Labeled contour entries:

- - - - -

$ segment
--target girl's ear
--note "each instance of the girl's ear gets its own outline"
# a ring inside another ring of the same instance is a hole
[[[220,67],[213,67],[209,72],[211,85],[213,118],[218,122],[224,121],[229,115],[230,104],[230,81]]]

- - - - -

Task details | Pull out every line above that contains the string "girl".

Expected output |
--target girl's ear
--note "each instance of the girl's ear gets its own outline"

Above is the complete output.